[Records from a data source]
>>>>
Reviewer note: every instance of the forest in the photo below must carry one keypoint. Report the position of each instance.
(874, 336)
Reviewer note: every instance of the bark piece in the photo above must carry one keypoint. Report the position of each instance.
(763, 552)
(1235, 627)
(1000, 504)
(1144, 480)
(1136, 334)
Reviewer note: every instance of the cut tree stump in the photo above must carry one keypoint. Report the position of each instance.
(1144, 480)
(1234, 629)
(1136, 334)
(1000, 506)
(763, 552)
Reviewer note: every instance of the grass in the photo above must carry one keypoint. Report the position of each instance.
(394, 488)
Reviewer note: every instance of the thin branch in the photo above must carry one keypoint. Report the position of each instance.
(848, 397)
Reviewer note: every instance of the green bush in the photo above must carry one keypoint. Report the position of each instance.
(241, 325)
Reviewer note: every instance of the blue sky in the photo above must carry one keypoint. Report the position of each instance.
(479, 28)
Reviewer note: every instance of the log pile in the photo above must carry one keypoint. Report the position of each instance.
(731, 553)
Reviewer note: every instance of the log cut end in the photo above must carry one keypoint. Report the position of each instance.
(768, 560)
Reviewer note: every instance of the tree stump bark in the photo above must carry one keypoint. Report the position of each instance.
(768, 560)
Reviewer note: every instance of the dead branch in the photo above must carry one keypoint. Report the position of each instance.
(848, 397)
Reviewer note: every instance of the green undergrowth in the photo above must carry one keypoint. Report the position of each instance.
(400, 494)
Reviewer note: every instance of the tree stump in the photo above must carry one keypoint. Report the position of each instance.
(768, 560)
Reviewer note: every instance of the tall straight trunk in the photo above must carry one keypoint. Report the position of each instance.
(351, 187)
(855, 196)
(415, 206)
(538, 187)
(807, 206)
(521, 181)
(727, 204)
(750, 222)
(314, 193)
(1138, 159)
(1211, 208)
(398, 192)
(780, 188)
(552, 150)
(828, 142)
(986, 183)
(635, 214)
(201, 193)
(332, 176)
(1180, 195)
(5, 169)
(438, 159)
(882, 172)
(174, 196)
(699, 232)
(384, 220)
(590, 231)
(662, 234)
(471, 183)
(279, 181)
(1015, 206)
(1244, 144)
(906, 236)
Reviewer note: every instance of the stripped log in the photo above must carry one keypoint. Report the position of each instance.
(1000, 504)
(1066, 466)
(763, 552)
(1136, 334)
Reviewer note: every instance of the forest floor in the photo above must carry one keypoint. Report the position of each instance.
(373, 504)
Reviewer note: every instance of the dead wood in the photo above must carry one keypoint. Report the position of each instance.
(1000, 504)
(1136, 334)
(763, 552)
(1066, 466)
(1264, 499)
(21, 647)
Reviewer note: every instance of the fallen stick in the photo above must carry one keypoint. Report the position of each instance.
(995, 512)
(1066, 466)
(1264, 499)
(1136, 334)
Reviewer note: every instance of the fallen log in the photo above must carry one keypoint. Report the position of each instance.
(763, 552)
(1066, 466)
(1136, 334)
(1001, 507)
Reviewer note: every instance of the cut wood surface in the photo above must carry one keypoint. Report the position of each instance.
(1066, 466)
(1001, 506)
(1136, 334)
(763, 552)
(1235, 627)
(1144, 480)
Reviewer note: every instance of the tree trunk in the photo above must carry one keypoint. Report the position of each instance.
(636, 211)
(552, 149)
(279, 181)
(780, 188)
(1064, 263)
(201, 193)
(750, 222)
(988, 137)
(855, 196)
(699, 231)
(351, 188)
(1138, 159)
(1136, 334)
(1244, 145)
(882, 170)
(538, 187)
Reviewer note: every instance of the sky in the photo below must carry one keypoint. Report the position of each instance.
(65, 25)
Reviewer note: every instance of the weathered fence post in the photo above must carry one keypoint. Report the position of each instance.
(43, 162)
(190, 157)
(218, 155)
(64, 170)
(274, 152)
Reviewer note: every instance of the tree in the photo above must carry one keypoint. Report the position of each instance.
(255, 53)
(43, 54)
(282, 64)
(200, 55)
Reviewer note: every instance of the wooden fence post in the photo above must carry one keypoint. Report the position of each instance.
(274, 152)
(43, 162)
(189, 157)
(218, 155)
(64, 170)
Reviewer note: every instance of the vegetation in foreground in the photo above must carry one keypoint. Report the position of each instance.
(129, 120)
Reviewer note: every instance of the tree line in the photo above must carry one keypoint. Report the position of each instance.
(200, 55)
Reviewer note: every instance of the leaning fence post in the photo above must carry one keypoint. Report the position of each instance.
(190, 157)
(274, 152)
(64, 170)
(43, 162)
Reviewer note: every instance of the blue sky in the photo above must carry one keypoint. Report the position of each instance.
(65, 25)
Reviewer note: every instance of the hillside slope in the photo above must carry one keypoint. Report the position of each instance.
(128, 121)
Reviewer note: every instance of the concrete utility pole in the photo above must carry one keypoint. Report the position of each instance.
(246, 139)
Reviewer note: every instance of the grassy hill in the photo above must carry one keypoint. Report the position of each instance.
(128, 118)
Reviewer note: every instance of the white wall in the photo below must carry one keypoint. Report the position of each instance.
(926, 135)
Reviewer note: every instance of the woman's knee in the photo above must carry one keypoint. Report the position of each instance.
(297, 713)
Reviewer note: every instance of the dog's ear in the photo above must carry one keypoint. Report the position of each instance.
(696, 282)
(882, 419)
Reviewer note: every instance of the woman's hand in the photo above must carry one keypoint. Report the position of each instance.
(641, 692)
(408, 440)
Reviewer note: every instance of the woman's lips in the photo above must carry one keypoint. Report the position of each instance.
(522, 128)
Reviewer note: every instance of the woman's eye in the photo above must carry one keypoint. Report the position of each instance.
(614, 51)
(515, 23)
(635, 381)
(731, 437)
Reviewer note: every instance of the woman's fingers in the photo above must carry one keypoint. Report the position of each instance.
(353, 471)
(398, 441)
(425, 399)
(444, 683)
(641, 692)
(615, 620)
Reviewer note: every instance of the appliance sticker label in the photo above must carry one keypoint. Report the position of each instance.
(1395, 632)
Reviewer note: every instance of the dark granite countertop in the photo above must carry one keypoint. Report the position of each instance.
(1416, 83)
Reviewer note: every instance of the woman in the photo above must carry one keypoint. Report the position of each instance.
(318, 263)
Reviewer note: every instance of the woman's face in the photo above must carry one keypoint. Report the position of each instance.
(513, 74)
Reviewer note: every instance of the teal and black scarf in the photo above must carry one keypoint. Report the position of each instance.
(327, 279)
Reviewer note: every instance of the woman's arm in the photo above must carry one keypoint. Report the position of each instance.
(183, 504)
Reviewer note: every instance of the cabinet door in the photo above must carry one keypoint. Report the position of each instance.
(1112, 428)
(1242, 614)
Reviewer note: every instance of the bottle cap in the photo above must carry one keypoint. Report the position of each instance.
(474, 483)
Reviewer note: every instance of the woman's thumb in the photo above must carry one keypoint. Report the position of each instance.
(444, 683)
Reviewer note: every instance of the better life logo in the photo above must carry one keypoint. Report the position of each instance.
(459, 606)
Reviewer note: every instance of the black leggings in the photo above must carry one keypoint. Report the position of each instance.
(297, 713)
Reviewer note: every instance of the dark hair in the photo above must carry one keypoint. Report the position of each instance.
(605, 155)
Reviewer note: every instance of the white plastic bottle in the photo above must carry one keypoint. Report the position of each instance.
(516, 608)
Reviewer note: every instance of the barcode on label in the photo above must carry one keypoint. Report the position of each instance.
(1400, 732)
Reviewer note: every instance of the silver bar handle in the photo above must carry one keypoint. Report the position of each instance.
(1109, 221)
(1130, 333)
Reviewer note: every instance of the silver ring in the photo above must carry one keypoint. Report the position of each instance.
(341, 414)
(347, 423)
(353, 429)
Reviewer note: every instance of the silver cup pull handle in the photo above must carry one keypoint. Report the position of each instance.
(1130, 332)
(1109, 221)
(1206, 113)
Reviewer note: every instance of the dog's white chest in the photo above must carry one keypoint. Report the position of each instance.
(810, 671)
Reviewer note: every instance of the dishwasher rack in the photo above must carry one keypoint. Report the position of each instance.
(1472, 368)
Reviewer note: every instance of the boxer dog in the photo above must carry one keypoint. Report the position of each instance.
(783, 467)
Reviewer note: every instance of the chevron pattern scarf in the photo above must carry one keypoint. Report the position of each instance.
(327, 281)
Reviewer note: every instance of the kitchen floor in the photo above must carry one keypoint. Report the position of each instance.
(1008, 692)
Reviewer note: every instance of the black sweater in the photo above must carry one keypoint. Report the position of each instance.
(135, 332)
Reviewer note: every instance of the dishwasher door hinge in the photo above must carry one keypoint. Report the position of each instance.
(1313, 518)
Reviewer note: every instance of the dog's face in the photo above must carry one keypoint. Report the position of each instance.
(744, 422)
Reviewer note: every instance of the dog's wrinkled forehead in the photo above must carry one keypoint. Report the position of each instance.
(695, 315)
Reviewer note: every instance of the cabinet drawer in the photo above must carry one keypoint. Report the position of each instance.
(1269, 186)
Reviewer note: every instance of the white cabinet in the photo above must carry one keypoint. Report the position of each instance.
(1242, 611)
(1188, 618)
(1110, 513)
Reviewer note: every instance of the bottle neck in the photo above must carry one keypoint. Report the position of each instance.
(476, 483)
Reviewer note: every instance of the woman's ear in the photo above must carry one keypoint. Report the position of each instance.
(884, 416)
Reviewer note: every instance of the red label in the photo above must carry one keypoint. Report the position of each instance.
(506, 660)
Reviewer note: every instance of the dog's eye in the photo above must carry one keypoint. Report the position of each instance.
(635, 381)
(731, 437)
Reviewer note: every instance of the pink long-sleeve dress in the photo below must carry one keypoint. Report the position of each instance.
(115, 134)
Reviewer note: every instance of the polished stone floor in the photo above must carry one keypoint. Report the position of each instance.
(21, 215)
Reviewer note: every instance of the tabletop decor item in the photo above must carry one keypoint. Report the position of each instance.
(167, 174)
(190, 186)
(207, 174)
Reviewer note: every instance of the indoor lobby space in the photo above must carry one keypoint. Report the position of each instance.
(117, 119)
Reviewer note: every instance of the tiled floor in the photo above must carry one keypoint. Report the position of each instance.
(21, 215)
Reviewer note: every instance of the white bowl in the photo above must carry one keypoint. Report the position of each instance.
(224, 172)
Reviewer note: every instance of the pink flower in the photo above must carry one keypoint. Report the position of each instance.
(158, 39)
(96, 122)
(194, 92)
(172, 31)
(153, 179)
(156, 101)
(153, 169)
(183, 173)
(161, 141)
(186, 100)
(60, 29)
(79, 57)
<<<<
- _PROBLEM DESCRIPTION_
Quote only the lines from the one containing "Reviewer note: every instance of the white bowl" through the final line of the records, with both ends included.

- _ANSWER FOR THIS EXERCISE_
Reviewer note: every instance of the white bowl in the photo above must carry one keypoint. Report the position of each instance.
(224, 172)
Reviewer note: every instance of the pink flower in the photo above must carry one keypoint. Report the position of each instance.
(158, 39)
(96, 122)
(194, 92)
(172, 31)
(153, 179)
(156, 101)
(153, 169)
(183, 173)
(161, 141)
(186, 100)
(60, 29)
(79, 57)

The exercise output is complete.